# Written problem A:
Show every line in the rows below that contains the word "shade".

# Passage given:

§ §

The system of differential equations above satisfies the initial conditions:

$$\tilde{\delta }=0, {\overline{\theta }}_L=1 for \tau =0.$$

(16)

These conditions can be found numerically.

For small overheating parameters $B\to 0$ (see the figure in Section 3.1), which occur in reality, there is no significant difference in the change of the solidified layer thickness; therefore, the simple equations below can be used in the solidified layer thickness and in the solidification velocity calculations.

Hence, Equation (14) leads to simple equations of the solidified layer thickness [5]:

$$\tilde{\delta }=-\left({\displaystyle \frac{1}{{Bi}_a}}+{\displaystyle \frac{1}{{Bi}_{CON}}}\right)+\sqrt{{\left({\displaystyle \frac{1}{{Bi}_a}}+{\displaystyle \frac{1}{{Bi}_{CON}}}\right)}^2+2\tau }$$

(17)

and the solidification velocity is given as follows:

$${\displaystyle \frac{d\tilde{\delta }}{d\tau }}={\displaystyle \frac{1}{\sqrt{{\left(\frac{1}{{Bi}_a}+\frac{1}{{Bi}_{CON}}\right)}^2+2\tau }}}.$$

(18)

Equations (17) and (18), after performing the transformations, allow us to determine the thickness of the solidified layer ($\delta )$ and the heating power $\dot{(Q}):$

$$\delta =H \tilde{\delta } \mathrm{and} \dot{Q}={\displaystyle \frac{{\rho }_{S}L{a}_S}{H}}Ste F {\displaystyle \frac{d\tilde{\delta }}{d\tau }}.$$

(19)

2.2. The Mini Solar Chimney

The mini solar chimney that inspired this work was created as part of the project titled “Cooperation of scientific partners in education and knowledge exchange in the field of energy storage technology and energy efficiency in the SNB region”, co-funded by the INTERREG VA Brandenburg—Poland 2014—2020 program. The mini solar chimney is located in the premises of the Centre for Education in Energy Storage Technology in the field of thermal energy storage and energy efficiency, located in Nowy Kisielin, in the Science and Technology Park of the University of Zielona Góra. Figure 2 shows a photo of the mini solar chimney.

Figure 3 shows a schematic diagram of a mini solar chimney, which consists of two main parts: a solar collector and a vertical thermally insulated pipe placed in the center of the panel.

Due to its size, the mini-chimney’s performance is not significant. However, obtaining practical research results using thermodynamic similarity principles may be useful for real, large-scale solar chimneys. The theoretical and practical outcomes of the small chimney can aid in the development of real chimneys, and it is clear that the cost of experimental studies on a small chimney is not high compared to the cost of working on large solar chimneys. Solar chimneys are not profitable in Poland, but they can be used as an example for other countries with more sunlight.

The solar panel consists of two flat disks horizontally positioned at a height of $H$ and parallel to each other, with a space in between, called an air gap h. The top plate is made of metal and has a specific diameter of 2R = 2000 mm, an air gap width of h = 80 mm, and a distance between two parallel flat disks of $H=470 \mathrm{m}\mathrm{m}.$ In the middle of the concrete surface sat a vertically positioned, heat-resistant tube with an inner diameter of d = 100 mm and a height of Lc = 2500 mm (Figure 3). Depending on the research requirements, the pipe could be substituted with a longer one. Moreover, the illustration displays further measurement and testing components: a water heater with manifold and metal coils, spheres containing PCM material, and a flat PCM material plate. The standpipe may have a turbine power generator, for example, attached within, and an axial fan installed at the very top to reinforce the airflow. Sensors are appropriately placed within the pipe to gauge the airflow and temperature.

§ §

# Given records:
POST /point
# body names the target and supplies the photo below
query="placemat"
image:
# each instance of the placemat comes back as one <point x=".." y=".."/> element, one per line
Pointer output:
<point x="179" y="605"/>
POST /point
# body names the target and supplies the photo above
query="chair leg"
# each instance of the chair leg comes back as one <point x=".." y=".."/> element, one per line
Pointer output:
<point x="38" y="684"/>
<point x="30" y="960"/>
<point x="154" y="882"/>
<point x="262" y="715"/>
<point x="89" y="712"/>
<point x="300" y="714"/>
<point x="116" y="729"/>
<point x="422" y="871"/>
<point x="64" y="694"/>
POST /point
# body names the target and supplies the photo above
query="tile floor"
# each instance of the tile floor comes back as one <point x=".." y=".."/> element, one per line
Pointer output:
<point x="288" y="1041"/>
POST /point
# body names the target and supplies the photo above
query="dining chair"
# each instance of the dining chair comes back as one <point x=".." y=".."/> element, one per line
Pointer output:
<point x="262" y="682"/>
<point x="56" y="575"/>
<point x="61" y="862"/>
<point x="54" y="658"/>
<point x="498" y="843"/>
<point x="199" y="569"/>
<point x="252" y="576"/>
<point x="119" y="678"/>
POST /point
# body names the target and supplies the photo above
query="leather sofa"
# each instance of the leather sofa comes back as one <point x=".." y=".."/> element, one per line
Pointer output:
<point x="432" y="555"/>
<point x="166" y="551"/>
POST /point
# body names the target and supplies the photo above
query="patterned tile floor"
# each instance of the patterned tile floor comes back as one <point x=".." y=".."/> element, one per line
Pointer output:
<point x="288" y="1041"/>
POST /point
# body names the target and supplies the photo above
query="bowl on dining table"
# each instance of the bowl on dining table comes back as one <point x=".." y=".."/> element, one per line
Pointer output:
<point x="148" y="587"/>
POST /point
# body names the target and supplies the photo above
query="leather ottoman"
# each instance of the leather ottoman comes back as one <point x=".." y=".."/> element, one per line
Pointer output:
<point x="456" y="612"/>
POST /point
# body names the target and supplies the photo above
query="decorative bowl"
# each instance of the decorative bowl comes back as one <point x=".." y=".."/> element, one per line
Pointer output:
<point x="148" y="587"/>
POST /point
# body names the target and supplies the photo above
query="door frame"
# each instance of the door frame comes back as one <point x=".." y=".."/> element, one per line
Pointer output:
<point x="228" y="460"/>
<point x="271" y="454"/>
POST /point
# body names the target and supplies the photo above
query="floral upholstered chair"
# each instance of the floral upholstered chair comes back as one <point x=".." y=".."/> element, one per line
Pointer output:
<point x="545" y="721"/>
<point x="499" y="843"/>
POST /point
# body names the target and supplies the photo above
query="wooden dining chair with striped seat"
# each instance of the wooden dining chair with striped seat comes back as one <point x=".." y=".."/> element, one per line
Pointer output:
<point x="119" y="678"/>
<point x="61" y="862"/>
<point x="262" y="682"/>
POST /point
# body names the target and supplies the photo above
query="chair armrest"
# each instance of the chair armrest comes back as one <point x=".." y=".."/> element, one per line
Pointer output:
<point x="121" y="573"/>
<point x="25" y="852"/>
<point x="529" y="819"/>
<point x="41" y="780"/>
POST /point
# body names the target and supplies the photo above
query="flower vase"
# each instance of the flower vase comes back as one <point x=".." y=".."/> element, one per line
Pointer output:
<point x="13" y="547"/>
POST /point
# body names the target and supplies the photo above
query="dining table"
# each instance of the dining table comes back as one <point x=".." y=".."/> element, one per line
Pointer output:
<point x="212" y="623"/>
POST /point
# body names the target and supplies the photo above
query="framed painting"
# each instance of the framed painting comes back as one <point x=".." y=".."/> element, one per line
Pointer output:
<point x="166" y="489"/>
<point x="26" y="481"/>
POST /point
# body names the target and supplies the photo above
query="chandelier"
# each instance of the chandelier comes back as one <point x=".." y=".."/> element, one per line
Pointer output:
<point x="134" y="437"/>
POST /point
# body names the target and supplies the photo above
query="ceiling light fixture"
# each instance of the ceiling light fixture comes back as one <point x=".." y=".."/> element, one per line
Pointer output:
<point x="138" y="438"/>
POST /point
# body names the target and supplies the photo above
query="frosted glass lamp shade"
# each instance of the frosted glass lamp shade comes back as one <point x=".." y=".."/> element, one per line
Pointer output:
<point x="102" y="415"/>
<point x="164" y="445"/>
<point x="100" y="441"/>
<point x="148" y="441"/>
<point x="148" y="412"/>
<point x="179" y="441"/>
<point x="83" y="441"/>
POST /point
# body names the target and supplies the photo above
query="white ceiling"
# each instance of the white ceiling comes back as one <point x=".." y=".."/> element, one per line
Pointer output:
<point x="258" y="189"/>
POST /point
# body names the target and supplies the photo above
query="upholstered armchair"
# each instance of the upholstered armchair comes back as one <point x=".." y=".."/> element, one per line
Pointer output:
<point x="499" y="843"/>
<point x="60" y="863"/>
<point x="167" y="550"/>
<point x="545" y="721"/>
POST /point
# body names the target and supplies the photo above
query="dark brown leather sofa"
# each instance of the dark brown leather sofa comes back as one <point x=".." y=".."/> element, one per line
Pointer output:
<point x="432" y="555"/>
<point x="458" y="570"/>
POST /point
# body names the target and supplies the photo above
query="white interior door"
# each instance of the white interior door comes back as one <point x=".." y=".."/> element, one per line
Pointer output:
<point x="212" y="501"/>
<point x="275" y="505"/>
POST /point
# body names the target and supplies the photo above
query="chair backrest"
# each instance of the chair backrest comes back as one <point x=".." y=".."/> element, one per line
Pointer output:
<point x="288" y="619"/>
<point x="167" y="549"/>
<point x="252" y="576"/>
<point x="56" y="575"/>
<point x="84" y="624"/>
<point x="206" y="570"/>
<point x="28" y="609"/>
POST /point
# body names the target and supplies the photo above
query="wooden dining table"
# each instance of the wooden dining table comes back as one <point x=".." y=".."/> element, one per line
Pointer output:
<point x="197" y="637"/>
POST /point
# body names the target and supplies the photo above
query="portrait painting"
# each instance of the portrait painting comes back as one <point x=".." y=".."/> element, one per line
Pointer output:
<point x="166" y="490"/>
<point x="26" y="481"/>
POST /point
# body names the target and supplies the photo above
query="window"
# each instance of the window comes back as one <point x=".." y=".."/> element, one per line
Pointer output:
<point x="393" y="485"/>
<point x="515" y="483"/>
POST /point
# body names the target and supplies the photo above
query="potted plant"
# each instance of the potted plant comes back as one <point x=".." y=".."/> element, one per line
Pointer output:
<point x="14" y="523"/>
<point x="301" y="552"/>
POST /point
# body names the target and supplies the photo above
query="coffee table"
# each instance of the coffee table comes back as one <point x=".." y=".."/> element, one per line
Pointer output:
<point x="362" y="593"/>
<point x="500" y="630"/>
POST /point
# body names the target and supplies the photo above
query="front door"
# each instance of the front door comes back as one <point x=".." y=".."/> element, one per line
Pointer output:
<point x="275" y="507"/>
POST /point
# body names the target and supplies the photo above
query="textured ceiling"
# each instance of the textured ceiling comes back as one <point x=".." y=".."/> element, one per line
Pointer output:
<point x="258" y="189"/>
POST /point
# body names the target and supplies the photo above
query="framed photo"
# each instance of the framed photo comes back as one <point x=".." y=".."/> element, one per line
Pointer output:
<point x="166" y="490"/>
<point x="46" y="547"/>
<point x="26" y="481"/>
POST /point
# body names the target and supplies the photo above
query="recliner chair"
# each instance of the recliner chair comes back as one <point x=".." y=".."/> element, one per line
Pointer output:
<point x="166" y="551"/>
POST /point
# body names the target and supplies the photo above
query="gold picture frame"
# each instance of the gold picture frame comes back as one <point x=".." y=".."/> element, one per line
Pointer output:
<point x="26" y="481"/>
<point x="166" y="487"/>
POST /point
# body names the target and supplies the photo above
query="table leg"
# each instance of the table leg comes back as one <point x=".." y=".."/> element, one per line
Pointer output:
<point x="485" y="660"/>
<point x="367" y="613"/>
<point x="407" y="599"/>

§ §

# Written problem B:
Go on with the article about the mini solar chimney above, picking up right after its final sentence.

# Final result A:
query="frosted glass lamp shade"
# each instance of the frosted glass lamp shade comes back as one <point x=".." y=".."/> element, one per line

# Final result B:
Due to the heating of the air from the sun, radiant heat, a water heater, or the solidification of PCM material within the chimney, an air flow known as the “chimney effect” emerges in the solar collector—chimney (standpipe) system. An instrument called a wing anemometer was utilized to measure the air velocity within the chimney, while a thermometer was employed to measure the temperature. For example, the air velocity measurements using the wing anemometer were compared to those made with the Pitot tube in the chimney. In addition, we measured the pressure drop at the junction between the collector and standpipe with a Recknagel differential pressure gauge. The pressure drop at the junction between the solar collector and the standpipe represents the local loss of airflow, as defined in the context of fluid mechanics. These results were the subject of a previous paper by the authors [7]. We used a radiation sensor at a nearby meteorological station to measure solar radiation.

All the measurements of the solar chimney’s functioning were saved using the Building Management System (BMS), as shown in Figure 4. The BMS tracks the temperature at two points of the chimney, the air flow in the chimney, and the temperature at the top and bottom of the collector container, as well as the power that is consumed and the active power.

In addition, external parameters can be read from a nearby meteorological station, including the temperature, the total and diffuse solar radiation, humidity, as well as wind speed and direction.

The mini solar chimney has been designed and manufactured in such a way that it can be used to test different configurations and heat flows. The mini solar chimney allows the multi-dimensional operation of such a system to be represented, i.e., the use of the solar heat flow, the use of the heat exchanger, and the use of the heat flow of the PCM material. This is possible thanks to a system of three exchangers (coils) installed in the mini solar chimney. The following are the heat exchangers:

-

The first one is placed on the bottom plate of the solar collector, within the space of the flowing air. In this case, the air in the gap of the solar collector is heated by the heat of the solar radiation.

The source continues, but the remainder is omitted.